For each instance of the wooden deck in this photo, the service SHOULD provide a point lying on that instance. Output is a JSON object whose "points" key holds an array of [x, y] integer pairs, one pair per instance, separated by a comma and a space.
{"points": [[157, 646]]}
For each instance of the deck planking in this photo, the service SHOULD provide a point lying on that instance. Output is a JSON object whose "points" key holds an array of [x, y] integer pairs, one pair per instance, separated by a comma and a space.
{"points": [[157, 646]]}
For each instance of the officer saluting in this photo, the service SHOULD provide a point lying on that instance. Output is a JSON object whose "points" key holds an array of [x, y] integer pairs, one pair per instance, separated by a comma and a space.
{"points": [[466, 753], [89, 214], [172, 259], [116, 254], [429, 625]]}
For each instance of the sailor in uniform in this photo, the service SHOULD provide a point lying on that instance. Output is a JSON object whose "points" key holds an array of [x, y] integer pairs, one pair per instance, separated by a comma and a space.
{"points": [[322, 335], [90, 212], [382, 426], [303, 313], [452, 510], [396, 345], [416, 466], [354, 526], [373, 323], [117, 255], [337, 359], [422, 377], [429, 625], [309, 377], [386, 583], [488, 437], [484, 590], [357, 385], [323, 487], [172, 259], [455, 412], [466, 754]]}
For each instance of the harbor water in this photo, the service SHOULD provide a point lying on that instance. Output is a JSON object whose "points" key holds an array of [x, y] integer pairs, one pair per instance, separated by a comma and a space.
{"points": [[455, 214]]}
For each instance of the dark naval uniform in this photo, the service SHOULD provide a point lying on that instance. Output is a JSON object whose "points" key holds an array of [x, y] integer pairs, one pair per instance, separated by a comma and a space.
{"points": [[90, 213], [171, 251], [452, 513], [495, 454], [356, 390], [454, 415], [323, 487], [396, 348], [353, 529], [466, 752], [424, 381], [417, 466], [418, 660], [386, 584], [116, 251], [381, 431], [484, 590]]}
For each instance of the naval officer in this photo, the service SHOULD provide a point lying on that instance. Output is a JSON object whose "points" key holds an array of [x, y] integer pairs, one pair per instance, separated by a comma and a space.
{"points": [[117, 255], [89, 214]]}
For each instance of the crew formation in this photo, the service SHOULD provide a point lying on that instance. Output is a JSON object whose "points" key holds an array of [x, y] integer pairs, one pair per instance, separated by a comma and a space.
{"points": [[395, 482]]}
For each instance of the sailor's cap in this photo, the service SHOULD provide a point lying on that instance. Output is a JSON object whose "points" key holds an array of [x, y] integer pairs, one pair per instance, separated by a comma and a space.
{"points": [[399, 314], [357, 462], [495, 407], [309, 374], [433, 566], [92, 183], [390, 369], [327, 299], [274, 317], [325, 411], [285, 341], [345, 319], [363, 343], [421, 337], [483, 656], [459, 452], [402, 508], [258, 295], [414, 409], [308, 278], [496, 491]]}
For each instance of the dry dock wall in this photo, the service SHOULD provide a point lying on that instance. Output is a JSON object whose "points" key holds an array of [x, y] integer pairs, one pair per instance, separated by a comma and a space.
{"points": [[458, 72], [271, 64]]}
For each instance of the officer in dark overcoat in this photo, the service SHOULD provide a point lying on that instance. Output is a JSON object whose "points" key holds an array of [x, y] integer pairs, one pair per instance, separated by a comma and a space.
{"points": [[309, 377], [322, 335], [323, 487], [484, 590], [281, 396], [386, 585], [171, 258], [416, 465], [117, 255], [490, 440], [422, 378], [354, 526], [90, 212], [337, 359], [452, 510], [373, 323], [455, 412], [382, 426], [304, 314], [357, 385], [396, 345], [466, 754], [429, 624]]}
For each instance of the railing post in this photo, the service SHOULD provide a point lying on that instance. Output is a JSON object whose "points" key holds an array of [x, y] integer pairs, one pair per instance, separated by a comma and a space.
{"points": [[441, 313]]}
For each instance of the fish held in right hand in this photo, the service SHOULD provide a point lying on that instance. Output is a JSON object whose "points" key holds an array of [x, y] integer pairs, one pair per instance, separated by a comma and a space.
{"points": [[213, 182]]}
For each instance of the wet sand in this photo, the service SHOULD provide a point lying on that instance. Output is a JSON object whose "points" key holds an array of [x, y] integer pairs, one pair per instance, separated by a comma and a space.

......

* [Task to carry out]: Quote all of the entries verbatim.

* [Task output]:
For each instance of the wooden deck in this photo, the service SHOULD provide a point lying on that instance. Output is a JSON object whose "points" key holds an array of [x, y] integer pairs, one pair per instance, separated by a comma and a space.
{"points": [[157, 646]]}
For each instance of the deck planking in this photo, the service SHOULD provide a point lying on that instance. Output is a JSON object whose "points" key holds an array of [x, y] integer pairs, one pair per instance, separated by a comma and a space.
{"points": [[157, 646]]}
For each instance of the officer saluting in this photo, the service SHOULD provide a point lying on that instance. Output is a JSON object whose "points" key holds an array of [x, y] integer pairs, one pair per instance, separated by a comma and a space.
{"points": [[466, 753], [89, 214], [172, 259], [116, 254], [429, 625]]}
For each instance of the sailor in uniform in this photo, the service SHOULD provide a point lying on that instance. Output is a JSON object whose "points" key holds an array of [x, y] integer pairs, one pair per instance, separated by a comma and a space.
{"points": [[322, 335], [90, 212], [382, 426], [303, 313], [452, 510], [396, 345], [416, 466], [354, 526], [373, 323], [117, 255], [337, 359], [422, 377], [429, 625], [309, 377], [386, 583], [488, 437], [484, 590], [357, 385], [323, 487], [172, 259], [455, 412], [466, 754]]}
For each instance of the harbor water in this photo, the service SHOULD provide a point lying on that instance. Output is a JSON object whose "points" key holds an array of [x, y] integer pairs, one pair per instance, separated by a comma and a space.
{"points": [[455, 214]]}
For each instance of the dark naval uniform in this photo, the service SHOULD provide a point lying on that instance. Output is a JSON object whose "points" key holds an array of [x, y] integer pairs, one pair per instance, separated by a comma and a space.
{"points": [[90, 213], [171, 251], [452, 513], [495, 454], [356, 390], [454, 415], [323, 487], [396, 348], [353, 529], [466, 752], [424, 381], [417, 466], [418, 660], [386, 584], [116, 251], [381, 431], [484, 590]]}
For each instance of the naval officer in this photo, the service SHOULD provide a point lying on that instance. Output is a JSON object whose "points" key holds an array of [x, y] integer pairs, one pair per instance, separated by a comma and a space.
{"points": [[117, 255], [89, 214]]}
For each instance of the crew formation in this photo, the service SHOULD provide a point lying on that instance. Output is a JSON object whose "points" key holds an array of [x, y] integer pairs, one pair per instance, separated by a comma and a space.
{"points": [[395, 482]]}
For each instance of the sailor's cap in this photo, the service SHOULD provide a point lying on that instance. Output is a JSON object whose "points" key holds an array of [x, y] integer pairs, one pair per instance, separated by a comma and a space.
{"points": [[399, 314], [357, 462], [495, 407], [309, 374], [433, 566], [92, 183], [390, 369], [327, 299], [274, 317], [325, 411], [285, 341], [345, 319], [363, 343], [421, 337], [483, 656], [459, 452], [402, 508], [258, 295], [414, 409], [308, 278], [496, 491]]}
For each instance of the dry dock wall in this photo, the service SHOULD provide a point lying on that instance. Output is a JSON object whose "points" key holds an array of [x, y] integer pairs, one pair per instance, separated by a comma and a space.
{"points": [[458, 72], [271, 64]]}
For each instance of the officer in dark overcoat in this photo, the service SHOULD provide a point lying on that instance. Output is a JSON object whose "points" key holds an array of [x, y] integer pairs, one pair per instance, separated by a comma and a space.
{"points": [[309, 377], [322, 335], [323, 487], [484, 590], [281, 396], [386, 585], [171, 258], [416, 465], [117, 255], [490, 440], [422, 378], [354, 526], [90, 212], [337, 359], [452, 510], [373, 323], [455, 412], [382, 426], [304, 314], [357, 385], [396, 345], [466, 754], [429, 624]]}
For each instance of the railing post in this photo, the service SHOULD provide a point lying on that instance. Output is a JSON object whose "points" key holds an array of [x, y] integer pairs, one pair per instance, separated by a comma and a space.
{"points": [[441, 313]]}
For each instance of the fish held in right hand in this photo, the service SHOULD provide a point lying on that instance. Output is a JSON object whose "points" key holds an array of [x, y] integer pairs, one pair per instance, separated by a comma and a space.
{"points": [[213, 182]]}
For each instance of the wet sand in this photo, the service SHOULD provide a point lying on that instance. Output is a JSON object whose "points" key holds an array of [x, y] integer pairs, one pair per instance, separated by a comma and a space.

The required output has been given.